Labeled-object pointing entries
────────────────

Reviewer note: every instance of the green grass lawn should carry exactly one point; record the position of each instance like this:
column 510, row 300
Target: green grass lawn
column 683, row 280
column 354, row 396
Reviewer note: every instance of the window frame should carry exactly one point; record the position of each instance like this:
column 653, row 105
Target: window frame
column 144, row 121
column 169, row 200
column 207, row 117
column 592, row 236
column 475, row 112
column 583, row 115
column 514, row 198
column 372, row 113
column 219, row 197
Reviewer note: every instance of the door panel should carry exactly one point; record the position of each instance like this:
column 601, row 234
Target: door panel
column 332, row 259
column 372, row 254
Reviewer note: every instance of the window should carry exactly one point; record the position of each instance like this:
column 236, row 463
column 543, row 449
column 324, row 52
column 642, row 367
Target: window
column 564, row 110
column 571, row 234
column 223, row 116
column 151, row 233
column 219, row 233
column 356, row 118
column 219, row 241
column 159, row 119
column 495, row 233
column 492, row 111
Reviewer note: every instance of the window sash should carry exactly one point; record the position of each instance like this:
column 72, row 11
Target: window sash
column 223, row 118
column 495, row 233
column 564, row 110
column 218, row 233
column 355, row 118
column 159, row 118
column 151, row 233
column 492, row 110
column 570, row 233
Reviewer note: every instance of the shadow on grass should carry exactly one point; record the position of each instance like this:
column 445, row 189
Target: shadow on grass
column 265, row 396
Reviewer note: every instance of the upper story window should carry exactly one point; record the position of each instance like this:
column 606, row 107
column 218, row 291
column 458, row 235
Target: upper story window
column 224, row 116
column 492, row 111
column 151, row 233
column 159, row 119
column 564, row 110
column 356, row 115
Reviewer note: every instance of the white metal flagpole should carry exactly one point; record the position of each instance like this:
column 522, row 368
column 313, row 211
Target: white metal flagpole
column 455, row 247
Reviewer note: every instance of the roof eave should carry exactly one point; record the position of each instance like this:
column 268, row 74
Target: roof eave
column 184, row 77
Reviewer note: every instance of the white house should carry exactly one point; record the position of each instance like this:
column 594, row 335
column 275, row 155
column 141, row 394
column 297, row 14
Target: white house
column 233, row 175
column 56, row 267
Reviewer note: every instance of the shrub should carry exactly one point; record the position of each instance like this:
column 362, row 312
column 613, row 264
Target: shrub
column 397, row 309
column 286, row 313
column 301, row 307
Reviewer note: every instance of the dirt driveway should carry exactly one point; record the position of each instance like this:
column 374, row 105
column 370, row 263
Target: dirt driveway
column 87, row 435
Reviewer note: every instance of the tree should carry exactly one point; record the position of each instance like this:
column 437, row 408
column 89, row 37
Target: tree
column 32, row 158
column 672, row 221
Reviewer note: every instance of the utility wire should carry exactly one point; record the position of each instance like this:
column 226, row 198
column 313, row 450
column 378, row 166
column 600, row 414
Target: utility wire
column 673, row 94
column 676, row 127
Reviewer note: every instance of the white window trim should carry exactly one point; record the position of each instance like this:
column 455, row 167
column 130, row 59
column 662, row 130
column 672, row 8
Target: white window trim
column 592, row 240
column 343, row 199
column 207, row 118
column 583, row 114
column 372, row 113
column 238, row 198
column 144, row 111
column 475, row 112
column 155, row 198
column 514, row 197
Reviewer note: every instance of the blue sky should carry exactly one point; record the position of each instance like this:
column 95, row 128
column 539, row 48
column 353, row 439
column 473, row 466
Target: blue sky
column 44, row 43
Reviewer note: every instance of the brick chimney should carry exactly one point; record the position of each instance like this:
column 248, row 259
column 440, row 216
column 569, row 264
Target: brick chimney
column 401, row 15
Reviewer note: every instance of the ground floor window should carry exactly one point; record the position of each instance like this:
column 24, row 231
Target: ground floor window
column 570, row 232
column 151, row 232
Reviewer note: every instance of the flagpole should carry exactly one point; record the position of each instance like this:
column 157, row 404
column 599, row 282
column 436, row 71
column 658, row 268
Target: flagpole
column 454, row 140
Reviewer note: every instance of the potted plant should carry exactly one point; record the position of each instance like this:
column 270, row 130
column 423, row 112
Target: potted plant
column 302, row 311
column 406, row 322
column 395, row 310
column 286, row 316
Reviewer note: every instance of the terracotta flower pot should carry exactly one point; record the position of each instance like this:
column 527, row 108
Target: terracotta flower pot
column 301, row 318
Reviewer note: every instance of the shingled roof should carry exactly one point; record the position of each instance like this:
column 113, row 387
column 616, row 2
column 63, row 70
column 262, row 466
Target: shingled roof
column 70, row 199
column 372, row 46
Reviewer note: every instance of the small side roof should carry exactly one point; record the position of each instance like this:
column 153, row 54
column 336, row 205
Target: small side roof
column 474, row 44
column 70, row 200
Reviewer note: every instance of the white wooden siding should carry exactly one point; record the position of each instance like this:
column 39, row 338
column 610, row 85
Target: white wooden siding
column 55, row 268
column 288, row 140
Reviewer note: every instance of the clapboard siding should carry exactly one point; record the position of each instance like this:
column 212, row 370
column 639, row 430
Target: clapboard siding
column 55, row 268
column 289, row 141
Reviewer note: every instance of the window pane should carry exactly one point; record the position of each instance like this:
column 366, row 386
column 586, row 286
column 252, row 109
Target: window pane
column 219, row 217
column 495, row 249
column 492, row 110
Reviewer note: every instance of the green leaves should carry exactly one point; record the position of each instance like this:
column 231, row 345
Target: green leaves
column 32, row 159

────────────────

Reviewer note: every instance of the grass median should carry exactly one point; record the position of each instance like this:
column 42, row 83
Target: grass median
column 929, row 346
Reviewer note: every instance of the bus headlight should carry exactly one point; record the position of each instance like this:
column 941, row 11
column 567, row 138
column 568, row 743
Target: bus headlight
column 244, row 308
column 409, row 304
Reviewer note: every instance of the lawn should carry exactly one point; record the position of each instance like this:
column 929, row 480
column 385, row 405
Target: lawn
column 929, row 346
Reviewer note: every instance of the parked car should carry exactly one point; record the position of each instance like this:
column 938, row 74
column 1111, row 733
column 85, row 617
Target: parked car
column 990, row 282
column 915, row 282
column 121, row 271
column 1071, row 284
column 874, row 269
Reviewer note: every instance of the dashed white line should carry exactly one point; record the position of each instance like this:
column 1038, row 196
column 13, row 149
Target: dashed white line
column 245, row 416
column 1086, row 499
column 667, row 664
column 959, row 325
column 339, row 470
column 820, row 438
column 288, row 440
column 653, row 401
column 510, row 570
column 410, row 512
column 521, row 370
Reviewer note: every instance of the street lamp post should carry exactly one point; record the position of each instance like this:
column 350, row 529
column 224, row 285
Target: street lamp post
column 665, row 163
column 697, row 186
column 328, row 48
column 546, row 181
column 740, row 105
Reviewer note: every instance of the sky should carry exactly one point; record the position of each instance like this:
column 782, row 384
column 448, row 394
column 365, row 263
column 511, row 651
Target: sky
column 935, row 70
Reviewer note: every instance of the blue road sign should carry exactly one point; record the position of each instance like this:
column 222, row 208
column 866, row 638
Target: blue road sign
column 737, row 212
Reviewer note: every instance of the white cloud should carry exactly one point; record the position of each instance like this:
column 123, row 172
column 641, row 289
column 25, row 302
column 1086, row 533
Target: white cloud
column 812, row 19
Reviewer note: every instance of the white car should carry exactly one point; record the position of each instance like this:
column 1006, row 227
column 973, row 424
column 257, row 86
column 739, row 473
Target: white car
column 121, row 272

────────────────

Convert the part of the listing starting with the line containing "Reviewer note: every instance of the shingled" and continuing through the line containing "column 32, row 159" into a JSON list of strings. Use one string per line, skip blank lines, and include both end lines.

[
  "Reviewer note: every instance of the shingled roof should carry exactly one point; record the position of each instance like this:",
  "column 113, row 387",
  "column 616, row 2",
  "column 63, row 70",
  "column 262, row 466",
  "Target: shingled roof",
  "column 70, row 199",
  "column 372, row 46",
  "Reviewer note: every instance of the small side roof should carry exactly one point; record the position of each instance like this:",
  "column 153, row 54",
  "column 336, row 205",
  "Target: small side roof",
  "column 474, row 44",
  "column 70, row 200",
  "Reviewer note: every instance of the white wooden siding should carry exactly one point; record the position of each instance like this:",
  "column 39, row 338",
  "column 610, row 85",
  "Target: white wooden siding",
  "column 55, row 268",
  "column 288, row 140",
  "Reviewer note: every instance of the clapboard siding should carry exactly one point; record the position of each instance like this:",
  "column 212, row 370",
  "column 639, row 430",
  "Target: clapboard siding",
  "column 55, row 268",
  "column 289, row 141",
  "Reviewer note: every instance of the window pane should carry exactly one point; record the position of each instance like this:",
  "column 366, row 386",
  "column 586, row 286",
  "column 252, row 109",
  "Target: window pane",
  "column 219, row 217",
  "column 495, row 249",
  "column 492, row 110",
  "Reviewer note: every instance of the green leaves should carry exactly one point; record the position of each instance like this:",
  "column 231, row 345",
  "Target: green leaves",
  "column 32, row 159"
]